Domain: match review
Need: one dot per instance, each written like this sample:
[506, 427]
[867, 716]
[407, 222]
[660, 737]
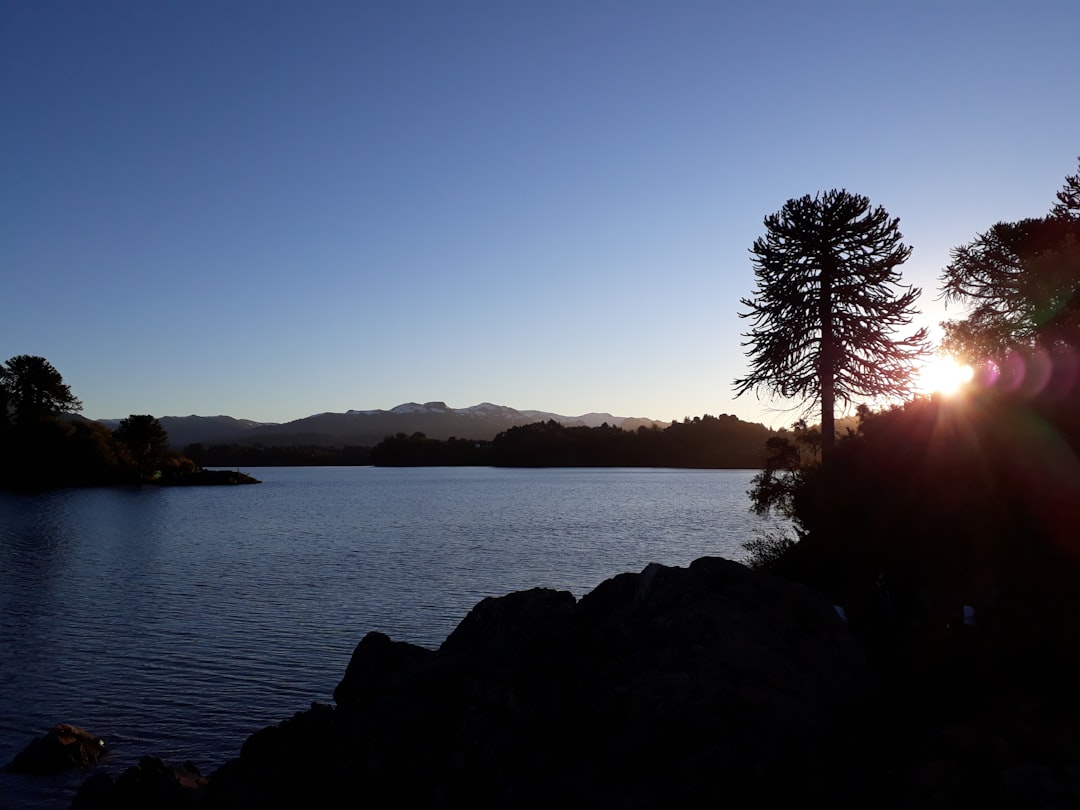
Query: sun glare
[943, 375]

- **Your goal**
Skip the pictures and print exactly the lines from the one containing "Need: one dot" through the end of the records above.

- **Answer to this task**
Need: one dot per instance, each written like this sample:
[506, 427]
[867, 716]
[407, 222]
[660, 737]
Query: sun glare
[943, 375]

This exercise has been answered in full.